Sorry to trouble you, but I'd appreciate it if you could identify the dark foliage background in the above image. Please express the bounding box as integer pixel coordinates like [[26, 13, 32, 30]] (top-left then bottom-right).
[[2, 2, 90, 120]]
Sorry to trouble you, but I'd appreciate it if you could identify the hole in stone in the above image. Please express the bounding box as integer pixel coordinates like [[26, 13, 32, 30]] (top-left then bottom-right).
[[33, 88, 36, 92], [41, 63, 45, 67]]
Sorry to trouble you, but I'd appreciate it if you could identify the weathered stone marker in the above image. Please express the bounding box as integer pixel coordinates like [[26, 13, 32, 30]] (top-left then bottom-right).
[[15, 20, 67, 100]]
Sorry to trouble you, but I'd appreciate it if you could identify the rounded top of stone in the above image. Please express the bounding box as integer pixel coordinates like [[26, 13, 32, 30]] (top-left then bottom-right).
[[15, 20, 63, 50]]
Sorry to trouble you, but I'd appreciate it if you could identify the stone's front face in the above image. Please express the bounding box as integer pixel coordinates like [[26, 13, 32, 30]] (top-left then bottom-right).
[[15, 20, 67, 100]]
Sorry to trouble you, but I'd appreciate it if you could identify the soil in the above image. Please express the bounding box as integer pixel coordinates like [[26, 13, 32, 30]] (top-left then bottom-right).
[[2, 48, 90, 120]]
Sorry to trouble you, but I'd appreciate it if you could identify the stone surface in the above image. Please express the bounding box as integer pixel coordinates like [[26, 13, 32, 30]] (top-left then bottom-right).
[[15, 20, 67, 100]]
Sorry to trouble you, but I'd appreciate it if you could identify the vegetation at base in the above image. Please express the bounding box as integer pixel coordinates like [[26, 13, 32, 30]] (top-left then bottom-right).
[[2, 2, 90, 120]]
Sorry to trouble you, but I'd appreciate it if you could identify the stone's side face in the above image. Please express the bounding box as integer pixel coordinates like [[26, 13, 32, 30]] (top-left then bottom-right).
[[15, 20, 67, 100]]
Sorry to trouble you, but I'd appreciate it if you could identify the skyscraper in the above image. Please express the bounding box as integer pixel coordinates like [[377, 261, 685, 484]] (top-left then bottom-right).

++++++++++++++++++++

- _What the task asks_
Reproduce the data verbatim, starting with the line that contains "the stone's side" and continuing through the end of the data.

- _Full solution_
Sorry to trouble you, but I'd appreciate it if you could identify the stone's side face in the above image. Please express the bounding box as integer pixel coordinates like [[26, 13, 32, 30]] (top-left then bottom-right).
[[15, 20, 67, 100]]
Sorry to trouble you, but I'd appreciate it if you could identify the skyscraper in the above image. Please express the bounding box as integer pixel coordinates like [[377, 261, 685, 484]] (top-left then bottom-right).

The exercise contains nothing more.